▶ GOAL OF THE EXERCISE
Reproduce verbatim everything in the records below, from the line containing "Each instance of the shadow on ground" down through the final line of the records.

----- DATA SHOWN

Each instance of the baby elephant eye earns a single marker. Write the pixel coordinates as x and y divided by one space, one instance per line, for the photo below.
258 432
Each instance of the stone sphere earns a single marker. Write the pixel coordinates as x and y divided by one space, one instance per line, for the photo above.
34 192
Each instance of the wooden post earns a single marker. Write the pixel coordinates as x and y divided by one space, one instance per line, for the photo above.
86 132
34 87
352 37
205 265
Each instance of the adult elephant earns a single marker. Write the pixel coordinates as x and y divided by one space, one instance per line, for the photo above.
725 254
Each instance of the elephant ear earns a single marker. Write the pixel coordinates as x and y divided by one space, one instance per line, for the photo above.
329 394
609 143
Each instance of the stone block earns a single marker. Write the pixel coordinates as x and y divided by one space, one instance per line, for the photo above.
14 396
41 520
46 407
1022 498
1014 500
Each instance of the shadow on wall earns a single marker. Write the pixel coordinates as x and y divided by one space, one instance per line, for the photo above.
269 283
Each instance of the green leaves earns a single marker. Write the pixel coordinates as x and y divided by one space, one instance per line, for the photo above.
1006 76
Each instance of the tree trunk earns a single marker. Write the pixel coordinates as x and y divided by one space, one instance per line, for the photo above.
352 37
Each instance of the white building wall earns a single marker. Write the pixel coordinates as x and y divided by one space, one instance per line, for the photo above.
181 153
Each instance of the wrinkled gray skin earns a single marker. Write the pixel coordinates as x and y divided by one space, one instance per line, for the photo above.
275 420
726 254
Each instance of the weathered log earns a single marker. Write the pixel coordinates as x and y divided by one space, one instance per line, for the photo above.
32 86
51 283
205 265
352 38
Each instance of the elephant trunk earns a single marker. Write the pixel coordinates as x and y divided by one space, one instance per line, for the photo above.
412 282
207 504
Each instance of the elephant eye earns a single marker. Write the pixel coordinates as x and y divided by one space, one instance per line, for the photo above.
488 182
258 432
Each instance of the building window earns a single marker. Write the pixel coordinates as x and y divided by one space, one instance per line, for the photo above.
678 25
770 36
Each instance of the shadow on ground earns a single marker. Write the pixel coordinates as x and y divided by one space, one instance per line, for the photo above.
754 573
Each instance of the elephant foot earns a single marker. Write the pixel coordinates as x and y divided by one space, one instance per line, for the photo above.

----------

▶ ANSWER TO THIS TASK
Each instance of the shadow on ground earns a single marker. Write the pixel coordinates as x and y divided by one space, one instance per line, for the photo above.
754 573
Each instance of the elephant foot earns a single marker. Write the pixel coordinates as x and y divided by one space, one instance per line, for the photo above.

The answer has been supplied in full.